> _Exercise brief_
Among these records, which lines include "pine"? Copy them out.

> _Task data_
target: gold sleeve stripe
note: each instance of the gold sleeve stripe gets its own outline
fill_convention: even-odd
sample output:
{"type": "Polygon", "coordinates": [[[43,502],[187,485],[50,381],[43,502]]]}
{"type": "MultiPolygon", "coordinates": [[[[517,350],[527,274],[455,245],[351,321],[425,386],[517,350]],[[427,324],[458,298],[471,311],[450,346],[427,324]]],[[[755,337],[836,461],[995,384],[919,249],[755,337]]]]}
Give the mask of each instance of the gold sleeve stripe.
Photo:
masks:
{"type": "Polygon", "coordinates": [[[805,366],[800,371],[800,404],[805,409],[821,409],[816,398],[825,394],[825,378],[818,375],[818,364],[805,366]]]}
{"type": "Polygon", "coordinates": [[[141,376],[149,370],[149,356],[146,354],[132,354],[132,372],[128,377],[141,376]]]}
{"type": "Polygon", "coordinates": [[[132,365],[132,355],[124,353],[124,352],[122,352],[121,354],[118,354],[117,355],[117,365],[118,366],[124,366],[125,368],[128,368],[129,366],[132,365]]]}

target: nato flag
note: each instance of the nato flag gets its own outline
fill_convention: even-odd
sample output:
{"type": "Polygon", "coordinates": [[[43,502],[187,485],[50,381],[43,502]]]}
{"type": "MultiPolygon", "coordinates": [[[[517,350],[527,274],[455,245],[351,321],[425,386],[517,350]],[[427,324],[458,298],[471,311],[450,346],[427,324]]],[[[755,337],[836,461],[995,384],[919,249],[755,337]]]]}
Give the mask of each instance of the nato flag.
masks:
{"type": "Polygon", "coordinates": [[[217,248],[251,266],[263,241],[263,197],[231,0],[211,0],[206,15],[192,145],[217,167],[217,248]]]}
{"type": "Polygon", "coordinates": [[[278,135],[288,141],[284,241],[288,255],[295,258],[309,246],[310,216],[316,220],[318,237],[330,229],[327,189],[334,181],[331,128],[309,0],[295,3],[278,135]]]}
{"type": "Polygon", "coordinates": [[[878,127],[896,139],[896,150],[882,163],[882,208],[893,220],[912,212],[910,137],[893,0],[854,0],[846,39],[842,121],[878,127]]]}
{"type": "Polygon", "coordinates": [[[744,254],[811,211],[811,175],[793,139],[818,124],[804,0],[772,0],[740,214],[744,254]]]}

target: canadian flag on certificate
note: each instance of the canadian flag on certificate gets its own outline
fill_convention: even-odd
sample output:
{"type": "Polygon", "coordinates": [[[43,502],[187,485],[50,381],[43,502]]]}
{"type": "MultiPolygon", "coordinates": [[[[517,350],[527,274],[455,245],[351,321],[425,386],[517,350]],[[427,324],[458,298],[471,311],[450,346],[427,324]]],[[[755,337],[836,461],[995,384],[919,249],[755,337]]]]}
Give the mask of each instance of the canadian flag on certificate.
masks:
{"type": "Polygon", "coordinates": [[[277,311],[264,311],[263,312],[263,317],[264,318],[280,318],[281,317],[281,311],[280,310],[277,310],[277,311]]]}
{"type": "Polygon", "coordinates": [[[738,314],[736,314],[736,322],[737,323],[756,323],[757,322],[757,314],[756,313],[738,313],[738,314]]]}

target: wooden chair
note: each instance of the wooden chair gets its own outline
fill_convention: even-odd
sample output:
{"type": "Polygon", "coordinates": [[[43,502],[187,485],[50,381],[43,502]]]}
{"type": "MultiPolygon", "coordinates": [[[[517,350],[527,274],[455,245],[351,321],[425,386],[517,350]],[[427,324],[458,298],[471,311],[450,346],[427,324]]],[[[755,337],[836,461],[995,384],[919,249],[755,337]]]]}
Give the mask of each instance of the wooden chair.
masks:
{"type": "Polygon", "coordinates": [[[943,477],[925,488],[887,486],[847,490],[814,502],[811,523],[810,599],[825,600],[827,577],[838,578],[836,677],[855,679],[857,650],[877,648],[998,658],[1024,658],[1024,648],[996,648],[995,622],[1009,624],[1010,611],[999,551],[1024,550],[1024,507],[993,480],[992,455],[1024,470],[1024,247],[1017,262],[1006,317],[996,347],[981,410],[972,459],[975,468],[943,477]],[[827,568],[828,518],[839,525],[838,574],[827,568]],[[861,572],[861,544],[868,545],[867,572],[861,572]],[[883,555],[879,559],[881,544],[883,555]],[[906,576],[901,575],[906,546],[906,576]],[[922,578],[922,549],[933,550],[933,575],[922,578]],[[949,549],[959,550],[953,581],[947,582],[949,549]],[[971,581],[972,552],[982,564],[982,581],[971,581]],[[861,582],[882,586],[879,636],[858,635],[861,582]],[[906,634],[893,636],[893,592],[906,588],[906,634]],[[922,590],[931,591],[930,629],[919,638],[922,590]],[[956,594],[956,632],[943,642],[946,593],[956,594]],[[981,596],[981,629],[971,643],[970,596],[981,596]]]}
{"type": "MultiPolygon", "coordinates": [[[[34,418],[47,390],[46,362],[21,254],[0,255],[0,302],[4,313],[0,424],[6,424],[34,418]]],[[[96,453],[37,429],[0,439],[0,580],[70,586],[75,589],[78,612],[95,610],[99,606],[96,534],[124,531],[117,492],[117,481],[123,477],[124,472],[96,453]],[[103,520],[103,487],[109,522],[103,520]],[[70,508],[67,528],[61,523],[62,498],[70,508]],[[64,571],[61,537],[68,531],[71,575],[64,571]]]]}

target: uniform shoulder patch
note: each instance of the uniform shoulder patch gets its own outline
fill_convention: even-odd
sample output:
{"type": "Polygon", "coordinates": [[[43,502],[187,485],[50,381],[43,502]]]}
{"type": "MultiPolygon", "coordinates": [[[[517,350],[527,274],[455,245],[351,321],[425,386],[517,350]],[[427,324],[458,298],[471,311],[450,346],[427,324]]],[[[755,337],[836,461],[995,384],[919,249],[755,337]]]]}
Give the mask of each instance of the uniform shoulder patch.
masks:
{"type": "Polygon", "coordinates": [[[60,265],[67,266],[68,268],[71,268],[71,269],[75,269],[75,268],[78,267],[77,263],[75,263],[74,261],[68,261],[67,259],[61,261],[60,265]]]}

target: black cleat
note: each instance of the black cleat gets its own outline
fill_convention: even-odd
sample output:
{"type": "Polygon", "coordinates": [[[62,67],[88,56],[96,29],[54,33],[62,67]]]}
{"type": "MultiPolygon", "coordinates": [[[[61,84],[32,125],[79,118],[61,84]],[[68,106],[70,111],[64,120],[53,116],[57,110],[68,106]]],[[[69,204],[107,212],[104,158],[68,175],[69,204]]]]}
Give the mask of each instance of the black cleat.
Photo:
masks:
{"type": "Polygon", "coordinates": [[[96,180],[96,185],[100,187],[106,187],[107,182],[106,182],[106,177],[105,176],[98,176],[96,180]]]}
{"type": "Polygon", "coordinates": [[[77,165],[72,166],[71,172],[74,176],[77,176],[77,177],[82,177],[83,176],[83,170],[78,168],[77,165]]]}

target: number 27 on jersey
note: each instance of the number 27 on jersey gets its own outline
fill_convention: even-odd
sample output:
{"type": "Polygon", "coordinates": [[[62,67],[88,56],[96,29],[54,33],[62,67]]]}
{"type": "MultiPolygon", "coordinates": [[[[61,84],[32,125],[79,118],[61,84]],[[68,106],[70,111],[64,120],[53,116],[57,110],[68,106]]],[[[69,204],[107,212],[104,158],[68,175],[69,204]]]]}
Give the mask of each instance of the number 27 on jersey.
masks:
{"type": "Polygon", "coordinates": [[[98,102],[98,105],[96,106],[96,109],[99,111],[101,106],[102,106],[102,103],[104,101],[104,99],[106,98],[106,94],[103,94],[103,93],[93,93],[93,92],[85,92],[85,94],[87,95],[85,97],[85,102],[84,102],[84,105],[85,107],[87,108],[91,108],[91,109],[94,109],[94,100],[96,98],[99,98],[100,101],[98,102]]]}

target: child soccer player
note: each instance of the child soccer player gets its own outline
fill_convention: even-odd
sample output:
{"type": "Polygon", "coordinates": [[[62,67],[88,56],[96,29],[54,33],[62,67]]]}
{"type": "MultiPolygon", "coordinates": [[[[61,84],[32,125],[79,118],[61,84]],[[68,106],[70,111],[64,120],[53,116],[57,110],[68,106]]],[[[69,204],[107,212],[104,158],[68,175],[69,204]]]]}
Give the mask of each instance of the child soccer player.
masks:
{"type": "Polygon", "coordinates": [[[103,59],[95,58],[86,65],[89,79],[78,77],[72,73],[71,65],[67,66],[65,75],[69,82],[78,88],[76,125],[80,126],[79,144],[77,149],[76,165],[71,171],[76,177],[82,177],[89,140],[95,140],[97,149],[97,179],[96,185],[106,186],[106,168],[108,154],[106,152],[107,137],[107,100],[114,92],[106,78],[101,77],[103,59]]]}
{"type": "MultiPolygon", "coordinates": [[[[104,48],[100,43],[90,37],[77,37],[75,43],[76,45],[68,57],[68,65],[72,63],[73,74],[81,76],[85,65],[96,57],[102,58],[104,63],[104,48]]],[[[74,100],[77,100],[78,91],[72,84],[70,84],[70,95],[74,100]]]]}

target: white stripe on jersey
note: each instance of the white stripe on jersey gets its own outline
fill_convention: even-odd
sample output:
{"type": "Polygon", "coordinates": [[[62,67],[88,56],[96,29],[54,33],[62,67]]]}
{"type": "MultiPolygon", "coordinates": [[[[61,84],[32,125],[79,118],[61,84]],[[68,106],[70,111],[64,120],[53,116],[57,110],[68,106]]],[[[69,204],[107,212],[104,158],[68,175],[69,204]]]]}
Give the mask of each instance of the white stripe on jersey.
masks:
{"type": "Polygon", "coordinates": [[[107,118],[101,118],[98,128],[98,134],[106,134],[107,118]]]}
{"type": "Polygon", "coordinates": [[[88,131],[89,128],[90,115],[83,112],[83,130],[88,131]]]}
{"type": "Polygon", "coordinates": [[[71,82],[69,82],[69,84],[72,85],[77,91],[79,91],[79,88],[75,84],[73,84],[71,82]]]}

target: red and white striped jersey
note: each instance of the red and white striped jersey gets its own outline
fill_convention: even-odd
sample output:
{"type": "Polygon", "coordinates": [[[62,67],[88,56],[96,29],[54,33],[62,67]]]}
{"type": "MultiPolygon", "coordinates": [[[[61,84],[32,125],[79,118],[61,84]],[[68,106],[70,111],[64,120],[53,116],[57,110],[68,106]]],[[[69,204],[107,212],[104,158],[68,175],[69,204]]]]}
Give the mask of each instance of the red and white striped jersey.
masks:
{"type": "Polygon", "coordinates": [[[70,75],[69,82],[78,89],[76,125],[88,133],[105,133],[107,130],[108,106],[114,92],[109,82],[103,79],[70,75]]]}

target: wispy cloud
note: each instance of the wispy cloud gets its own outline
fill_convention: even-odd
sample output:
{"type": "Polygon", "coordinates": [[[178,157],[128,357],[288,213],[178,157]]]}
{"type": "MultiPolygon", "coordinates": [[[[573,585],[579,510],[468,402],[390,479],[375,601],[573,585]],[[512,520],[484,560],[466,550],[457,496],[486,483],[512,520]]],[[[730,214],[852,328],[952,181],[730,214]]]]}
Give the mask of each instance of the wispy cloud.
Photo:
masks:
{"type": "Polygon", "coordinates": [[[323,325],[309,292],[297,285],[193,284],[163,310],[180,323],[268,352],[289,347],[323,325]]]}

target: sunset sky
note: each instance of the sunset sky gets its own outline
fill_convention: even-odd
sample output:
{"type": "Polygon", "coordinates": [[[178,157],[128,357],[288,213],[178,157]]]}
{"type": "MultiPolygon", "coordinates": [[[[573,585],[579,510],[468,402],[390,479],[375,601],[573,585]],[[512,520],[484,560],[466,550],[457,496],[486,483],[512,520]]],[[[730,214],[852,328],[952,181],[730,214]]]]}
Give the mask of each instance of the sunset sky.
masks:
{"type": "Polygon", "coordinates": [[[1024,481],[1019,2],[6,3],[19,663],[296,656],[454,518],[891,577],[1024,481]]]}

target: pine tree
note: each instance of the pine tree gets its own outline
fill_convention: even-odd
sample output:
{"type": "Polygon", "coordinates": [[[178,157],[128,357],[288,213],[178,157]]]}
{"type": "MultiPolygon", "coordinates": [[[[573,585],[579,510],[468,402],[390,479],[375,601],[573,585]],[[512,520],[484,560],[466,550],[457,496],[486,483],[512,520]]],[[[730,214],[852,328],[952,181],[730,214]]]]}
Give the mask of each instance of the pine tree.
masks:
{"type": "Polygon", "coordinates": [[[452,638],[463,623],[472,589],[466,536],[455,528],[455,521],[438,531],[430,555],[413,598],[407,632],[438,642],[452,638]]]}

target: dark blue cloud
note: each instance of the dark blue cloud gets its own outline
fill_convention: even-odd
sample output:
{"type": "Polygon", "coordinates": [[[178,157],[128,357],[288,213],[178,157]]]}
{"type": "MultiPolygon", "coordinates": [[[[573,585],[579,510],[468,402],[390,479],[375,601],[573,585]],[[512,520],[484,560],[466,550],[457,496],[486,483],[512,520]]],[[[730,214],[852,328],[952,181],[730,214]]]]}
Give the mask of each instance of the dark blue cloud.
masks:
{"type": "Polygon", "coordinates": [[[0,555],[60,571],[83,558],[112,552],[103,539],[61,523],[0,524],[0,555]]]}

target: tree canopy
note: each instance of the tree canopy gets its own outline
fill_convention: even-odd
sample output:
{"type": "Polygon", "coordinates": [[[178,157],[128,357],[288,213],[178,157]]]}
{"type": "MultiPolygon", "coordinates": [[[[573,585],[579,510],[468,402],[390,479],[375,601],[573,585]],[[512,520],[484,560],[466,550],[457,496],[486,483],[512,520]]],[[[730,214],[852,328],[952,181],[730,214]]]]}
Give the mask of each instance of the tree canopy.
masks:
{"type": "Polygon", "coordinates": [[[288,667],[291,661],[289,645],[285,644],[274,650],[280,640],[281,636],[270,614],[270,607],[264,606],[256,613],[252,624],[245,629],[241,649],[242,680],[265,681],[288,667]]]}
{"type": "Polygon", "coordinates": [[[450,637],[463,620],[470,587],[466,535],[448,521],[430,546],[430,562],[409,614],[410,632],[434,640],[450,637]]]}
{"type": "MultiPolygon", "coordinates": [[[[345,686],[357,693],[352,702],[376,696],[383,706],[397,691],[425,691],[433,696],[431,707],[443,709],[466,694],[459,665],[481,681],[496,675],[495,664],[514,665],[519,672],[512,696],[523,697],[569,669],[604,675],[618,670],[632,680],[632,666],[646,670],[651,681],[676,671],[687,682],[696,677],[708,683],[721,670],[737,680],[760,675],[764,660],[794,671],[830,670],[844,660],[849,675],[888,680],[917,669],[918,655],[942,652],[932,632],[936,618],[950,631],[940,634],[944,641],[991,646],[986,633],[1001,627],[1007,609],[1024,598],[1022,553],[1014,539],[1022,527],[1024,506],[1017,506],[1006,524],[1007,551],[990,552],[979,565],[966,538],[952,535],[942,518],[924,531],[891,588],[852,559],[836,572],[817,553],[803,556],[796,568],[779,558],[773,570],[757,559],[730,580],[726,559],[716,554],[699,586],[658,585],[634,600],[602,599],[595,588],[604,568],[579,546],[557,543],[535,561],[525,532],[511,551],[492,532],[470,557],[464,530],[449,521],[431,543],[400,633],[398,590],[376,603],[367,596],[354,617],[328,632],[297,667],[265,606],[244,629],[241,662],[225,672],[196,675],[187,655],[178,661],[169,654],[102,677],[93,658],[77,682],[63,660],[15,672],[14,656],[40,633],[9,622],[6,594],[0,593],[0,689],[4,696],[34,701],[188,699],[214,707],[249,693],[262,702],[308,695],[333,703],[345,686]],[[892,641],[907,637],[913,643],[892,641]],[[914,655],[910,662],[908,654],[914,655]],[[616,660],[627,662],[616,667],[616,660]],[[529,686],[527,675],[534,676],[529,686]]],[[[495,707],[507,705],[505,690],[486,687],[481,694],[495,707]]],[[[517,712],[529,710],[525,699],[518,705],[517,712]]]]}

> _Response for this exercise_
target: pine tree
note: each instance of the pine tree gets its own outline
Give the mask of each instance of the pine tree.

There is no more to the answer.